- Exercise requirements:
Answer these questions from the article on XML and SAX:
1. Who wrote it?
2. Along with the new parser, what else can be downloaded from the Microsoft site it gives?
3. Which earlier parser release does the May 2000 release extend, and how many additions does it incorporate?

XML and SAX--New Capabilities for C++ Programmers

By: Kenn Scribner for Visual C++ Developer


Download the code

Background: As I was writing the XML series, Microsoft released a new version of MSXML with SAX support--very cool stuff if you're into XML, as you can do things with SAX that are lightning fast when compared to the DOM (for some applications...both SAX and DOM are important and have their respective places in the XML processing tool lineup). This article introduced SAX and offered my attempt at SAX ATL support (which surprisingly even seems to work).

XML and SAX--New Capabilities for C++ Programmers

If you haven't already downloaded the latest in Microsoft XML parser technology, visit msdn.microsoft.com/downloads/webtechnology/xml/msxml.asp. Here you can download the new parser and its SDK (header files, libraries, documentation, and so on). It's free for the cost of the bandwidth...

The May 2000 XML parser release
The May 2000 XML parser release extends the March 2000 parser release by incorporating four additions:

• Bug fixes (a complete list of these can be found at msdn.microsoft.com/workshop/xml/general/msxml_buglist.asp)

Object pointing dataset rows

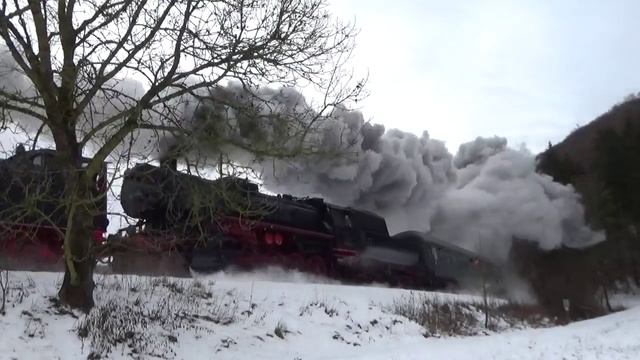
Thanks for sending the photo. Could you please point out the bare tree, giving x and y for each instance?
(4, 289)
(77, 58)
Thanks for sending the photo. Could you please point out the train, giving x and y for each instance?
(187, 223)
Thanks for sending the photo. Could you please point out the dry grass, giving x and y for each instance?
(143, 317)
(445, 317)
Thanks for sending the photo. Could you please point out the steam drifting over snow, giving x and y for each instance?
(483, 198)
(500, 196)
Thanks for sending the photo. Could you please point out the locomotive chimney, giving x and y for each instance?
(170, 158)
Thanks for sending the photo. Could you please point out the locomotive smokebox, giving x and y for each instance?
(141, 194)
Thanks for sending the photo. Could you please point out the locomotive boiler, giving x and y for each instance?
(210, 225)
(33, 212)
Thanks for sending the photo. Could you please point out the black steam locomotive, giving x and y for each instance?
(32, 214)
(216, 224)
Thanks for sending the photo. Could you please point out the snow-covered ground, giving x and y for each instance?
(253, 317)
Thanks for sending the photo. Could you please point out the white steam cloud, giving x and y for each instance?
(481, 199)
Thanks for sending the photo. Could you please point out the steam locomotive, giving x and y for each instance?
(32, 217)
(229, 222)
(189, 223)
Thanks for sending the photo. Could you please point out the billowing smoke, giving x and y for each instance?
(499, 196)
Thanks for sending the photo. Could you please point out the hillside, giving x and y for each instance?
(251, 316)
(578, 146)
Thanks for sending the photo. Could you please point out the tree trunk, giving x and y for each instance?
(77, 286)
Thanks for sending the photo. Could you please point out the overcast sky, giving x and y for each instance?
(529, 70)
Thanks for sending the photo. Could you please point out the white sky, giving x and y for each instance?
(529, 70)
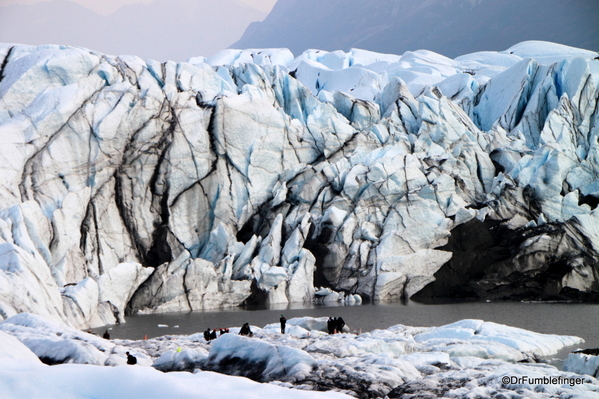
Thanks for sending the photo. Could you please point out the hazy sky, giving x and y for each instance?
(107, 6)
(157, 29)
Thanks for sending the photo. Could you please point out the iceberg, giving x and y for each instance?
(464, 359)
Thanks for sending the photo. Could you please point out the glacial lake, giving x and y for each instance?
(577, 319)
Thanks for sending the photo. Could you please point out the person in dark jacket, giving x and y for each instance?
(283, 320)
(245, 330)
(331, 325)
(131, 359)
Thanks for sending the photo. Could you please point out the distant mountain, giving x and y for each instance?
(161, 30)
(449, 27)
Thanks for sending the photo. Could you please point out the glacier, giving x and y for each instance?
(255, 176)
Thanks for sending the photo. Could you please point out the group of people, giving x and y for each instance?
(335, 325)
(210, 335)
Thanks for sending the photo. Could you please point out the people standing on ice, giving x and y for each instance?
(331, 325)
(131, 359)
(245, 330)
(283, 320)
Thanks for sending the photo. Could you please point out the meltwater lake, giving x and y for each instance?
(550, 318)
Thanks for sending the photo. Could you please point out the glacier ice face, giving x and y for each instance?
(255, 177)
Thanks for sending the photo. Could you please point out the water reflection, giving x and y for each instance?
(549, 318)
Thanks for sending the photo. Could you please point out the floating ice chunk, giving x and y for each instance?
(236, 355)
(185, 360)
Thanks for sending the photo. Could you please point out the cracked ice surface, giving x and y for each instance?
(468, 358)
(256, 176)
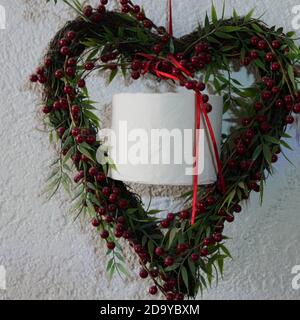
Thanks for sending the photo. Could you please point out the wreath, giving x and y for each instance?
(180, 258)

...

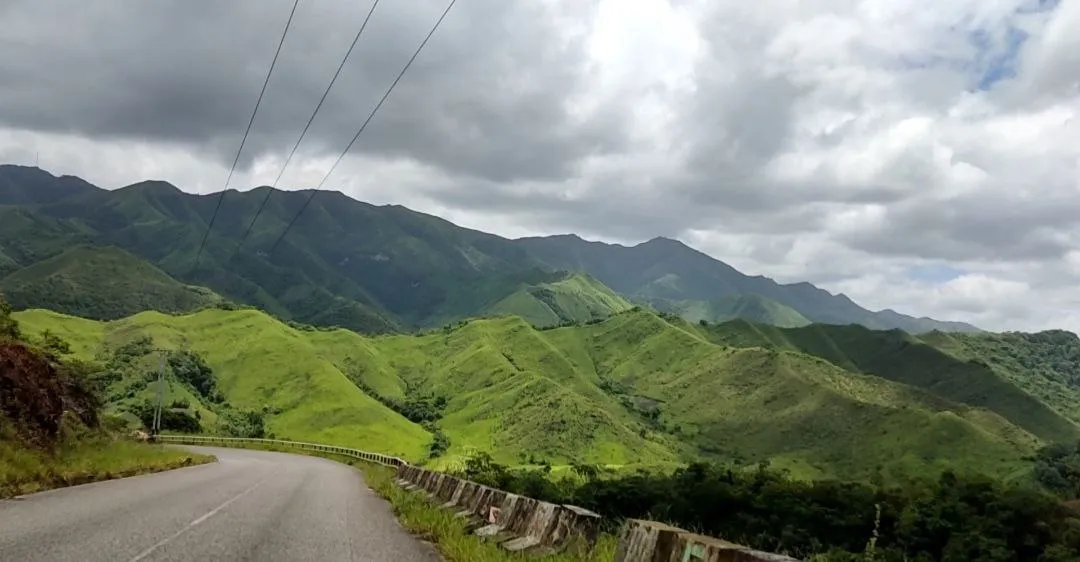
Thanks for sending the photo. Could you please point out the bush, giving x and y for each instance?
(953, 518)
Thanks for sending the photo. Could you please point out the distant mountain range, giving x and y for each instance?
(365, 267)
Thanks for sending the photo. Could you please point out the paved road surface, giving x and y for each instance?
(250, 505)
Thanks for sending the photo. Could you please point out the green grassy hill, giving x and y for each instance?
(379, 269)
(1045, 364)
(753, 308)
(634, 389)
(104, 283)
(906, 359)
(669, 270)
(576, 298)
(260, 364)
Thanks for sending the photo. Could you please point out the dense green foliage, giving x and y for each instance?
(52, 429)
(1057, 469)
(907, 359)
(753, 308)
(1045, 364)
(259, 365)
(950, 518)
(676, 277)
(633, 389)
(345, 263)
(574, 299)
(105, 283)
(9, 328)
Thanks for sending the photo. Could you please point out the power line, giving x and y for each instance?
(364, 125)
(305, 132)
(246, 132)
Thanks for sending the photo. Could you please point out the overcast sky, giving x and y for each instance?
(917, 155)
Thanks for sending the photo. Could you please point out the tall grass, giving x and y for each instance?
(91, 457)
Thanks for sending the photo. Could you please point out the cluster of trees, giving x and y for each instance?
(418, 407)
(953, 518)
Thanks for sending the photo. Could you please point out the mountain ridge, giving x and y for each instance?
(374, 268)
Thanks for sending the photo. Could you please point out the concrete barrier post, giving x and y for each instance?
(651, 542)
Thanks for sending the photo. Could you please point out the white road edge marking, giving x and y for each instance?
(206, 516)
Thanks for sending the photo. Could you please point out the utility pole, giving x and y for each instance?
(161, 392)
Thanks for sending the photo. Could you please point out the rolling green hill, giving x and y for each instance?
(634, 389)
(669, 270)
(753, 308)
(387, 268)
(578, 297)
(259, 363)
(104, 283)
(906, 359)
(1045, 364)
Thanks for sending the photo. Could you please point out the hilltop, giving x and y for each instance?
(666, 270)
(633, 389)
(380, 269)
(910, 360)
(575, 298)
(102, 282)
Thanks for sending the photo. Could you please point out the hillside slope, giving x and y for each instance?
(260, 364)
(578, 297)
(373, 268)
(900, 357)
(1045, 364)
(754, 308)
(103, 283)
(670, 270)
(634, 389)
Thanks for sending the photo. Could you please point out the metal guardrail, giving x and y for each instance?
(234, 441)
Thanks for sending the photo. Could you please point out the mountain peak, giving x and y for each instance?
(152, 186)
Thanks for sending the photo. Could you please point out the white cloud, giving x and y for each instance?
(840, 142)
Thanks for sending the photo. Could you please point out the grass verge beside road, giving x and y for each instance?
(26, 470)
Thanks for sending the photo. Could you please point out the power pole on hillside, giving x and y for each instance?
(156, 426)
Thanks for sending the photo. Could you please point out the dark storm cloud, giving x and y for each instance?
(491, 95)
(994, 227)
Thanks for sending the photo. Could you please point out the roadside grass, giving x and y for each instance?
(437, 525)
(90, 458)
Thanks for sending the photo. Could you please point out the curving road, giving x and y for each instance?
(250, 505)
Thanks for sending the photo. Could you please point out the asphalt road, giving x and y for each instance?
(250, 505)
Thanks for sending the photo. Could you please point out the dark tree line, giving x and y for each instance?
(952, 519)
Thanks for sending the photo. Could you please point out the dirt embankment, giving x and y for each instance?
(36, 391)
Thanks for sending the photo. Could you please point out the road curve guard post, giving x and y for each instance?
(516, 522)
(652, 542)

- Complete answer:
1. Kenn Scribner
2. The parser's SDK (header files, libraries, documentation, and so on)
3. The March 2000 release; four additions